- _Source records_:
━━━━━━━━━━
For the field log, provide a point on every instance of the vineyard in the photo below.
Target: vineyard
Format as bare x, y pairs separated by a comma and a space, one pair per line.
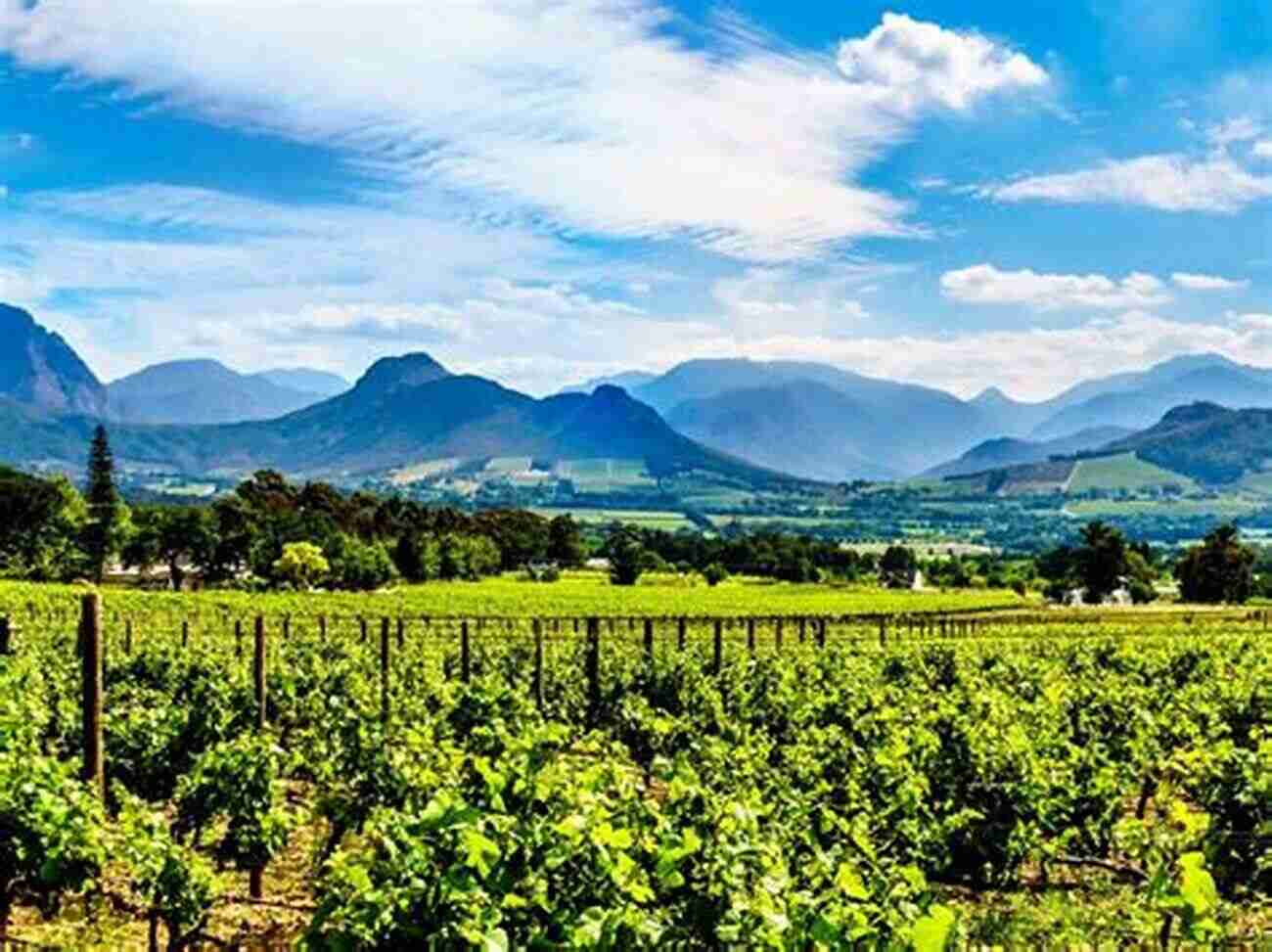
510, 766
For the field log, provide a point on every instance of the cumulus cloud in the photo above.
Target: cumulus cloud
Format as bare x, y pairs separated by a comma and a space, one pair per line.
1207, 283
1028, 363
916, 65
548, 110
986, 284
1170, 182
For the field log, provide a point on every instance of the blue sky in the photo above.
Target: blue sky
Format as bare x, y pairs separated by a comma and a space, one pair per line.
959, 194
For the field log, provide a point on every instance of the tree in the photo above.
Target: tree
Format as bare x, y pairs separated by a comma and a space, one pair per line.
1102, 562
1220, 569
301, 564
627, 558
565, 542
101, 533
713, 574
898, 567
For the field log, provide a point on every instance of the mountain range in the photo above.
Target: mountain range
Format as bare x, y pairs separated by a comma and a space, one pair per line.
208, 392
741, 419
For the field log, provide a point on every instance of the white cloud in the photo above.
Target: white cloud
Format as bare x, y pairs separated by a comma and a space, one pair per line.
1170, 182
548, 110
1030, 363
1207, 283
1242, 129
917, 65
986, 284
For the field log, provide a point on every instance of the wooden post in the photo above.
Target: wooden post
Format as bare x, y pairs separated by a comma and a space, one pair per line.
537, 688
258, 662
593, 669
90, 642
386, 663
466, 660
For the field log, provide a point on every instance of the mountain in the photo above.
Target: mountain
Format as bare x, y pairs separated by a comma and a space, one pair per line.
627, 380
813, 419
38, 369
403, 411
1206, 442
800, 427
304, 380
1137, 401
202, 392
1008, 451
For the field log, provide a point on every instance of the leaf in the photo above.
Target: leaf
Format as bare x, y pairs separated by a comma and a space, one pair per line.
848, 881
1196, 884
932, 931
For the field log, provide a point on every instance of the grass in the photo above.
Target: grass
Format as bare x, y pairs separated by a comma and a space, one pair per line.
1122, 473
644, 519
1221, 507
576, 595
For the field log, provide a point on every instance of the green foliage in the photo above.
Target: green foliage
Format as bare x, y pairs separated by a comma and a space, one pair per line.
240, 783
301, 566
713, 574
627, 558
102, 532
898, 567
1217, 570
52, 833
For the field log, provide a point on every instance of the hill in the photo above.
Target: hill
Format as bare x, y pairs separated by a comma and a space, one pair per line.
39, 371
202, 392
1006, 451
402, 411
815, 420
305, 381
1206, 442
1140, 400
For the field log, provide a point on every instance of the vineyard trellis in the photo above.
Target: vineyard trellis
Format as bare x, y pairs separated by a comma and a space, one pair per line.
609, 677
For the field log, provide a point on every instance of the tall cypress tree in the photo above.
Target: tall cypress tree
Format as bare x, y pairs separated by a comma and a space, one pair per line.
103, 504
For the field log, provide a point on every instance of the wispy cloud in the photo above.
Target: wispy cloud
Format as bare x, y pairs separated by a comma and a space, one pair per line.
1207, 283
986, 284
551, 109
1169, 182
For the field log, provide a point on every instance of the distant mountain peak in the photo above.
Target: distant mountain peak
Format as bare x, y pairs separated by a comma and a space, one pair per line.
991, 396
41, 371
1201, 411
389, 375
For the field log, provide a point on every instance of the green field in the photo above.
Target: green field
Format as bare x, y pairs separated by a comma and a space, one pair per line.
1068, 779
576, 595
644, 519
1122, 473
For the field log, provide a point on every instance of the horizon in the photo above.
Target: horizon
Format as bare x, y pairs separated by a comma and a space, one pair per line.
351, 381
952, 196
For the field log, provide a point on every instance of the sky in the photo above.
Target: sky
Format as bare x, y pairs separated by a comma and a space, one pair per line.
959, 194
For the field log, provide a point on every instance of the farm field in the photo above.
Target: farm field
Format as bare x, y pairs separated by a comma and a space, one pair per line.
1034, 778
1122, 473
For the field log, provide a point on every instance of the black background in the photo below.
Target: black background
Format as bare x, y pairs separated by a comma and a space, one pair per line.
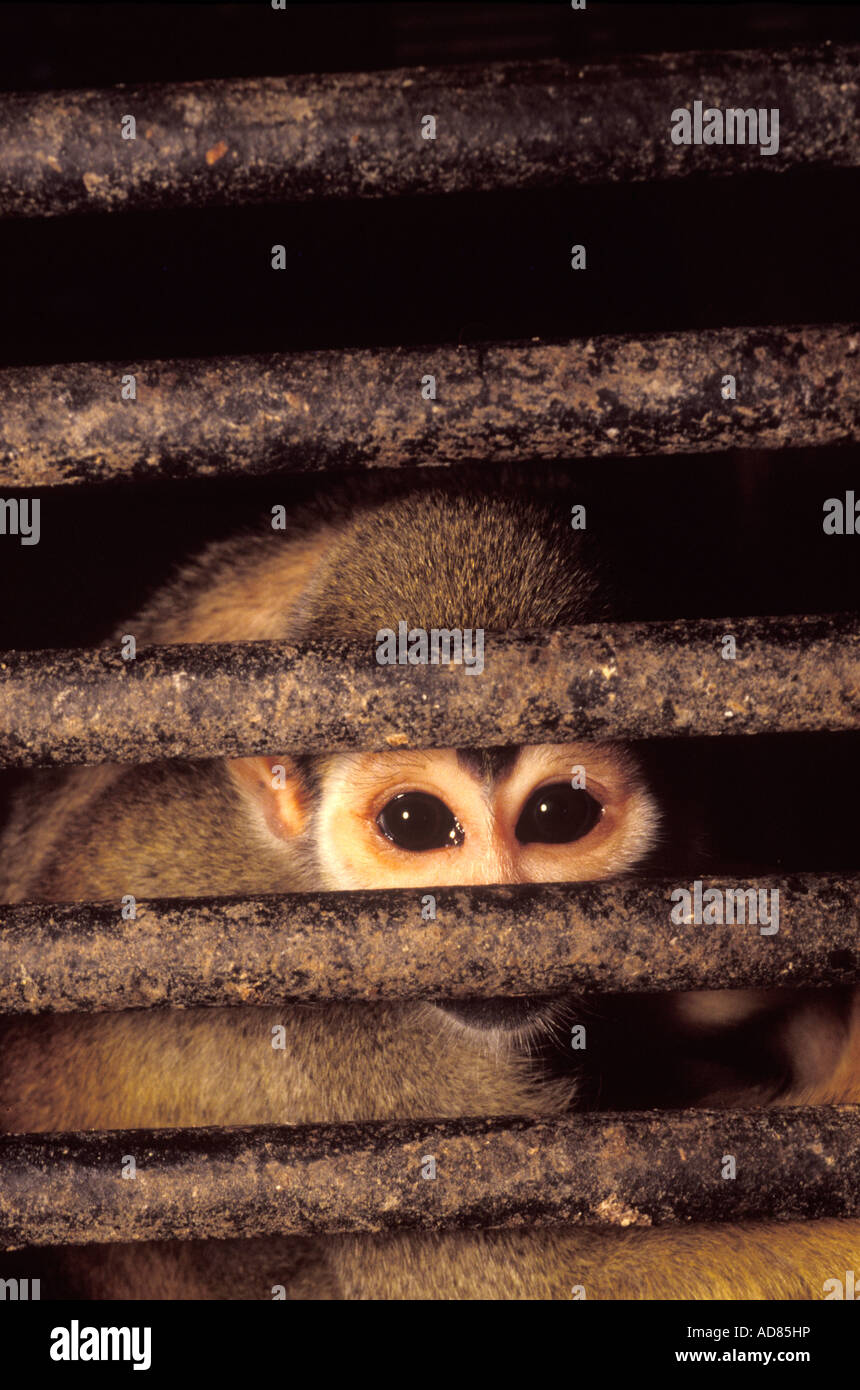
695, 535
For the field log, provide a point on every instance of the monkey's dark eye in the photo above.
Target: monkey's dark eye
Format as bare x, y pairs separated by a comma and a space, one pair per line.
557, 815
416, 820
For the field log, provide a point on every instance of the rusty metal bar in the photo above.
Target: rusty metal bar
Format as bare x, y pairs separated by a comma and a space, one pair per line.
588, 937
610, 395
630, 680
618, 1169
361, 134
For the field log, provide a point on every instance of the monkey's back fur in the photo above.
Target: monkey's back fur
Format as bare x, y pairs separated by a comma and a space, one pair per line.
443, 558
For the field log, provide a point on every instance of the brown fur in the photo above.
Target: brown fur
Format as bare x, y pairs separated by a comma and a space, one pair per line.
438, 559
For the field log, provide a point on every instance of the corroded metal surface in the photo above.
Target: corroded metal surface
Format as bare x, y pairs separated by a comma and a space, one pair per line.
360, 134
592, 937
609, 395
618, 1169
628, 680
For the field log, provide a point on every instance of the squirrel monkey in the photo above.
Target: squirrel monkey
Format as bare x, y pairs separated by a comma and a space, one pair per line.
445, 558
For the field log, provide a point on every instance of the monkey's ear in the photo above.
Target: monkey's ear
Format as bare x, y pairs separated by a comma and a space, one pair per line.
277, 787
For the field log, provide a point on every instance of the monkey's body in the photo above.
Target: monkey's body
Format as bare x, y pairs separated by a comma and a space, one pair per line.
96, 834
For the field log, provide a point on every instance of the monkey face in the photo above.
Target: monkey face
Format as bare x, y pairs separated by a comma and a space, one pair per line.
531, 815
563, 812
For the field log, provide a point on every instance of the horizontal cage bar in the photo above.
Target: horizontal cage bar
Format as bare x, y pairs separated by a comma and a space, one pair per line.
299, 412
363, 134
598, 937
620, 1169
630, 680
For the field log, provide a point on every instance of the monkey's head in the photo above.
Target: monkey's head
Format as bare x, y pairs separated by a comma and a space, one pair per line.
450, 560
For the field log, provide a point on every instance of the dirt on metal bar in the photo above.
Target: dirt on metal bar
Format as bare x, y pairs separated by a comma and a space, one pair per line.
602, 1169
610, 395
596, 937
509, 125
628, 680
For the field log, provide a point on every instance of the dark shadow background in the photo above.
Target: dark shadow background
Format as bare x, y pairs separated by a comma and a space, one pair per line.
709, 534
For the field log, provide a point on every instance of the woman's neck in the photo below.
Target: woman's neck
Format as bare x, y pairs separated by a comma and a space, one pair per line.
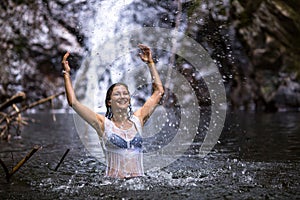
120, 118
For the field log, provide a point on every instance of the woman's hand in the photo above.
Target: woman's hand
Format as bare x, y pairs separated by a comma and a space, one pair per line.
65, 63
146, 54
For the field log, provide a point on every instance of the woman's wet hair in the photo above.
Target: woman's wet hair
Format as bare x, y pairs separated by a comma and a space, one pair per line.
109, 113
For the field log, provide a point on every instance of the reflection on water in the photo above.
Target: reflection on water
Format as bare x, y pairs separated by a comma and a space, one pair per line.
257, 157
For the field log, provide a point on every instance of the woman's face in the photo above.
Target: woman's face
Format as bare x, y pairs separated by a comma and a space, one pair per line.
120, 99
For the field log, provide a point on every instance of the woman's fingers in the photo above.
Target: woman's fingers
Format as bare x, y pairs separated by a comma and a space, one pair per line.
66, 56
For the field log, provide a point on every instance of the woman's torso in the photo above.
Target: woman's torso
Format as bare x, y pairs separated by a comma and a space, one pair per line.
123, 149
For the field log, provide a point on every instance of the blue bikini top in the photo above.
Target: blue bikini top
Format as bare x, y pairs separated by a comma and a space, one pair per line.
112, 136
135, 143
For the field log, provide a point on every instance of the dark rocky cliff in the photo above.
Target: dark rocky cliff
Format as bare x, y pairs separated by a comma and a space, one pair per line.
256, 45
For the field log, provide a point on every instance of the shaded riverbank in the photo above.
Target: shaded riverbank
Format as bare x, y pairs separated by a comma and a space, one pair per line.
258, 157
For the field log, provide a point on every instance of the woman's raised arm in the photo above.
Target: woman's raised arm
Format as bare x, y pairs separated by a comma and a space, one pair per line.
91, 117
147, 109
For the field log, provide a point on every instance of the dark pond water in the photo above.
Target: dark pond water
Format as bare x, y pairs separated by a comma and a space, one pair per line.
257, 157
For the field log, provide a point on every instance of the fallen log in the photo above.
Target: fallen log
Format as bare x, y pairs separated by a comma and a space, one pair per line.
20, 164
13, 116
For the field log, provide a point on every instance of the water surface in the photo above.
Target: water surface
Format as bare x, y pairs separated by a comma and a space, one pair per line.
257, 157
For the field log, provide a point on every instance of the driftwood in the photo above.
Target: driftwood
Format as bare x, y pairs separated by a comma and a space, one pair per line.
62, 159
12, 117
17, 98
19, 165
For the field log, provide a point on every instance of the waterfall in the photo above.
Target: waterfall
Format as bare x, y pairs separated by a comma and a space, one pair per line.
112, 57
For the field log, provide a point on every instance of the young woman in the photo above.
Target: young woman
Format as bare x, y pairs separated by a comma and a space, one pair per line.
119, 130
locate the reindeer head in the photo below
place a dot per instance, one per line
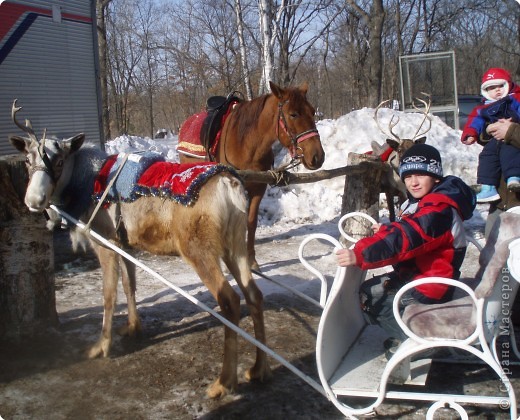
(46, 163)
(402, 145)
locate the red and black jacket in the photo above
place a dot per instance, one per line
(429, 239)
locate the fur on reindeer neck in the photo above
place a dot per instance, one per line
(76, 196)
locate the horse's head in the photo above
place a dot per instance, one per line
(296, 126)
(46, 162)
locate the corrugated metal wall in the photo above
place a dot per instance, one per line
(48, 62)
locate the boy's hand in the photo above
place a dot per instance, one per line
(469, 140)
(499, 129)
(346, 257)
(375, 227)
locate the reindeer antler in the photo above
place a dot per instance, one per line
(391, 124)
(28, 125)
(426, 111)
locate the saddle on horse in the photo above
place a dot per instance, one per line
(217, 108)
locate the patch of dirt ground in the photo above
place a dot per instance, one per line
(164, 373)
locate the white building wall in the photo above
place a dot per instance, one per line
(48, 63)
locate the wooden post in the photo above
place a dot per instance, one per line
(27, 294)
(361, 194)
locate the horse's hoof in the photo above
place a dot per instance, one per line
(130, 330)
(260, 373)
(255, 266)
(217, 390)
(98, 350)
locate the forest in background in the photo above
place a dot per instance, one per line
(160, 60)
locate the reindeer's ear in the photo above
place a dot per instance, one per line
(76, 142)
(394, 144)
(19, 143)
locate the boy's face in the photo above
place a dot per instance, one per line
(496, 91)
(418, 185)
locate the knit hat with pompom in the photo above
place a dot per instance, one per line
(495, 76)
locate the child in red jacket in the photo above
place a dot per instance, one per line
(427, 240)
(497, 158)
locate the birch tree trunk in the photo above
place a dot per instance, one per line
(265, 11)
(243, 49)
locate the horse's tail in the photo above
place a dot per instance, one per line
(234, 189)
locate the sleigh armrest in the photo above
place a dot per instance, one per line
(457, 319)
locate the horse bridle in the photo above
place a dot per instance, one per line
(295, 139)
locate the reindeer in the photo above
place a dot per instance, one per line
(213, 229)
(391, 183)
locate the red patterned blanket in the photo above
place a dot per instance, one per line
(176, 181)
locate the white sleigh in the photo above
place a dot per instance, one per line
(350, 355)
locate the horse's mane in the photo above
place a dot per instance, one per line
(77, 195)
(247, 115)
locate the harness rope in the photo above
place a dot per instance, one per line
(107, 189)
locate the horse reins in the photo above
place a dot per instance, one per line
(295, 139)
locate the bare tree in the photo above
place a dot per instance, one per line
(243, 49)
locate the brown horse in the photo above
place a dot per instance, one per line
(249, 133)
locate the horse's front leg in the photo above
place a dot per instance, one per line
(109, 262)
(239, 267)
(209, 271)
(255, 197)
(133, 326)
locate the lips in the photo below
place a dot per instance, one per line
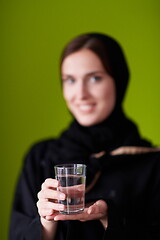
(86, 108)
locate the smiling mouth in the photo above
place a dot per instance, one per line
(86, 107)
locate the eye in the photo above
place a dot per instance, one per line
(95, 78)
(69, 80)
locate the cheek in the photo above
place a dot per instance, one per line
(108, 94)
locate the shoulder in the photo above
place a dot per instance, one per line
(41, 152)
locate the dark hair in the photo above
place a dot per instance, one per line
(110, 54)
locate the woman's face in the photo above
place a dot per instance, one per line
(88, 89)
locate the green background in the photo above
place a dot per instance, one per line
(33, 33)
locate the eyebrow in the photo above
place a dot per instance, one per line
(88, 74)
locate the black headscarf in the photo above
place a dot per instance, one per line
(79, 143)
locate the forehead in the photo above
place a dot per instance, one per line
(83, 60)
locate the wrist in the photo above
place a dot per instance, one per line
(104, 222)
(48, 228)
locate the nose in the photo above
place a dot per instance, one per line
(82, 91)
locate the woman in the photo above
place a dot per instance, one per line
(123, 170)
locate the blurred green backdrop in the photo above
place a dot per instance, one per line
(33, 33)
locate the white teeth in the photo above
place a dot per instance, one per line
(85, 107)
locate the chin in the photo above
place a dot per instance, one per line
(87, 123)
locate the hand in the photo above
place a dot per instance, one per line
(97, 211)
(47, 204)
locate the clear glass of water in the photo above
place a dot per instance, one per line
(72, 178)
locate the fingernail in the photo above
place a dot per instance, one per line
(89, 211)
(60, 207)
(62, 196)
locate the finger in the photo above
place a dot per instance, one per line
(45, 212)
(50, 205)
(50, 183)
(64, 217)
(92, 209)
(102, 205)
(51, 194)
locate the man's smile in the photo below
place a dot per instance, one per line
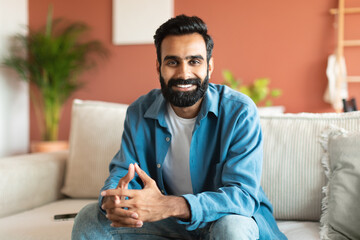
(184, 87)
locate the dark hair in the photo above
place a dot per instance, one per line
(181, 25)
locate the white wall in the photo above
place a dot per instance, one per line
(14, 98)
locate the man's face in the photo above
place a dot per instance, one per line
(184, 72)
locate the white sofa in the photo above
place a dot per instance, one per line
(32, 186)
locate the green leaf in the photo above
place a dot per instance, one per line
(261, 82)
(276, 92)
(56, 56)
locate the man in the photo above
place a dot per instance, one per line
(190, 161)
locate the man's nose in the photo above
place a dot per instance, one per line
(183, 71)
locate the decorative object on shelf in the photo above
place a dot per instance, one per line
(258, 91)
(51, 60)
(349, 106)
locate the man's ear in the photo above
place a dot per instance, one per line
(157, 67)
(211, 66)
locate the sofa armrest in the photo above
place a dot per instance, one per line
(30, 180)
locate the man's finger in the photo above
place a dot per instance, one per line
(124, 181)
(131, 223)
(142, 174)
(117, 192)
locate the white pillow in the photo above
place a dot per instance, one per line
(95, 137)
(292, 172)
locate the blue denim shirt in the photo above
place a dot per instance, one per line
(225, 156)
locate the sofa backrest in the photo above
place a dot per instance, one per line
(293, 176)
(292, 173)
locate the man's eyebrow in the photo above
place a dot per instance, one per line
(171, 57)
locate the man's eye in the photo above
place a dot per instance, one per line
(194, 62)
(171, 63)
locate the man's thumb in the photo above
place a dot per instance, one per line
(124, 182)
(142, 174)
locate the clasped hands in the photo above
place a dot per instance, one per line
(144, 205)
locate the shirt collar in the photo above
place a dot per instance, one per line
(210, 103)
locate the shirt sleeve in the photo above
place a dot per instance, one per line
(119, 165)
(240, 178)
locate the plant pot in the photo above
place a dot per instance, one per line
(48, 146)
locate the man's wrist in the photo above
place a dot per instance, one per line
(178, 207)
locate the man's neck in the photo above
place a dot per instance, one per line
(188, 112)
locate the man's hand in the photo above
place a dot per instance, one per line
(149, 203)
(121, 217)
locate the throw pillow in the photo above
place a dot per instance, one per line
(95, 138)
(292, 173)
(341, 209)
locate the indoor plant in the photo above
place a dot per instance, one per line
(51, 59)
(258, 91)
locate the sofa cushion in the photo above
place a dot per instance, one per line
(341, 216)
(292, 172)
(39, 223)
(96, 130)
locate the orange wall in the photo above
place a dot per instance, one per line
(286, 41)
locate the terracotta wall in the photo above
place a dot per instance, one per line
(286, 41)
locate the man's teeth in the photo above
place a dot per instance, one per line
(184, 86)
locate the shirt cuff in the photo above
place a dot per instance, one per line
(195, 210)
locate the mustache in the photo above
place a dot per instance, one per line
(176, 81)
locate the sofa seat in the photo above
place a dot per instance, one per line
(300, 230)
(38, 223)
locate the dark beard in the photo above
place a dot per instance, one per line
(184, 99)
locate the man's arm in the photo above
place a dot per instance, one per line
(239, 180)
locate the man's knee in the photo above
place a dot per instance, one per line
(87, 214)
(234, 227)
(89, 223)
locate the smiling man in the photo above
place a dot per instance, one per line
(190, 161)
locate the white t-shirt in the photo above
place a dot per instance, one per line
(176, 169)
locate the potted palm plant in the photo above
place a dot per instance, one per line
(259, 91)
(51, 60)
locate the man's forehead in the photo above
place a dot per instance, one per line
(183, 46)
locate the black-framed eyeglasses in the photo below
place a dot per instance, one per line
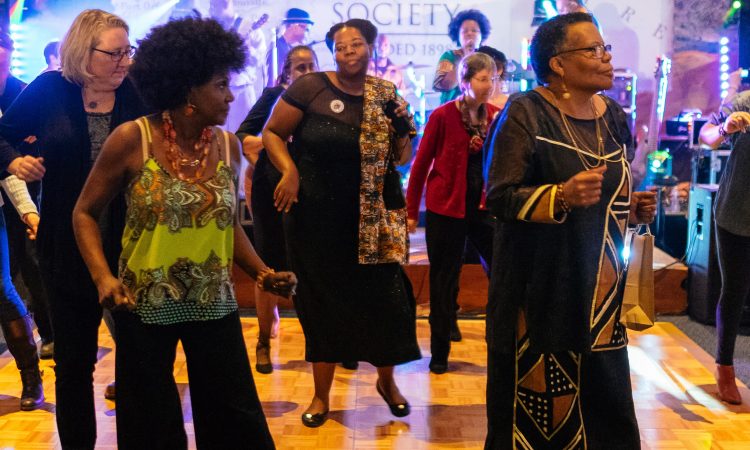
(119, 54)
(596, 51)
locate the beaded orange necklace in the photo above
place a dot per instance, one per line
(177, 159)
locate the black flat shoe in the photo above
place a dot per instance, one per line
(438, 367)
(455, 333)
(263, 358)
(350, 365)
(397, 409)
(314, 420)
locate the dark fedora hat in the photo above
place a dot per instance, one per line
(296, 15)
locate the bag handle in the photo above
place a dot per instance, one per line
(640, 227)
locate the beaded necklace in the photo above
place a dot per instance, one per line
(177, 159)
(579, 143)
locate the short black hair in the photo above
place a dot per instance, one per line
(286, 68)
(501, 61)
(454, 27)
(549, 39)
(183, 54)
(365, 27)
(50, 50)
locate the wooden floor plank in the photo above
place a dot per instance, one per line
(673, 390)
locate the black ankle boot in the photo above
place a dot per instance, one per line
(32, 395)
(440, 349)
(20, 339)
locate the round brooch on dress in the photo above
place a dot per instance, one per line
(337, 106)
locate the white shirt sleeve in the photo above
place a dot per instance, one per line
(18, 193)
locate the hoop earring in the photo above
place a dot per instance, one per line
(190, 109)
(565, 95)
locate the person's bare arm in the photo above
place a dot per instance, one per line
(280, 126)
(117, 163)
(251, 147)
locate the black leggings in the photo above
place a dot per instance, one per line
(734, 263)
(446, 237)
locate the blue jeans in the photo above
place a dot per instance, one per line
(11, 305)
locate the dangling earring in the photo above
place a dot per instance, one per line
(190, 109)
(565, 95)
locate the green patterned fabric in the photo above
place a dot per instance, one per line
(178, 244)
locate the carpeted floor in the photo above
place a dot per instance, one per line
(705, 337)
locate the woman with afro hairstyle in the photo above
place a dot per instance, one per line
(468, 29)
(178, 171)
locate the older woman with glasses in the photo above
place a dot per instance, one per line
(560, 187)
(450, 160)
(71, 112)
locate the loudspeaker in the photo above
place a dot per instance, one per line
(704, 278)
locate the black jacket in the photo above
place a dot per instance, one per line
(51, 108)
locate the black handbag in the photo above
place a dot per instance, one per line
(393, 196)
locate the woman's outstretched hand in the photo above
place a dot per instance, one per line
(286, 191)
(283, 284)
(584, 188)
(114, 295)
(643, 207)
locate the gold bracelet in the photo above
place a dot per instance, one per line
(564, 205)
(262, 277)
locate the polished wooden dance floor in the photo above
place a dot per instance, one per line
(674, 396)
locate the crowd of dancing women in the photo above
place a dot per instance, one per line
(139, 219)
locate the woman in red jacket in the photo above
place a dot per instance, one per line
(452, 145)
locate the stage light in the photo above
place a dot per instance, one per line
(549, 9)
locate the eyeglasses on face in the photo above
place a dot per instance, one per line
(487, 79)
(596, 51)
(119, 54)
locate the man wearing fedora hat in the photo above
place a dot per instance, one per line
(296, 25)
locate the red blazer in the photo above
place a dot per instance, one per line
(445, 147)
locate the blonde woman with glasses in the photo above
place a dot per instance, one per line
━━━━━━━━━━
- _EXERCISE OBJECTIVE_: Set down, unchanged, the line that contains "locate the older" together with every later line in the records, through the last one.

- _REPLY_:
locate the older woman with glasses in the photo above
place a dot per instance, one per line
(560, 187)
(450, 160)
(71, 112)
locate the loudspeaker in the photo above
place a dot per instance, one per line
(704, 278)
locate the black jacket in the photo above
place a dot per instance, one per line
(51, 108)
locate the black handbag in the photo above
place a dot per instance, one per line
(393, 196)
locate the woman's outstretched hand in the photo above
place a dot per instance, one per line
(286, 191)
(283, 284)
(584, 188)
(114, 295)
(643, 207)
locate the gold bracelet in the photo above
place a dot per instance, one per line
(564, 205)
(262, 277)
locate the polished wooden dance floor in the photo above
place a dot per instance, one per line
(674, 396)
locate the crowd of dancing women in the photo above
place a dot per instance, one per line
(139, 219)
locate the woman in red jacket in the photo above
place a dot per instance, one per line
(452, 145)
locate the stage light in the photo above
place a dot per instance, one per line
(549, 9)
locate the eyeglasses on face in the photo above
place a dot per instance, one per line
(487, 79)
(596, 51)
(119, 54)
locate the man wearing fedora hat in the photo above
place a dot per instance, one per line
(296, 25)
locate the red blazer in the photo above
place a dot per instance, one per line
(445, 147)
locate the blonde woman with glasses in the photo above
place a dot per instance, one per line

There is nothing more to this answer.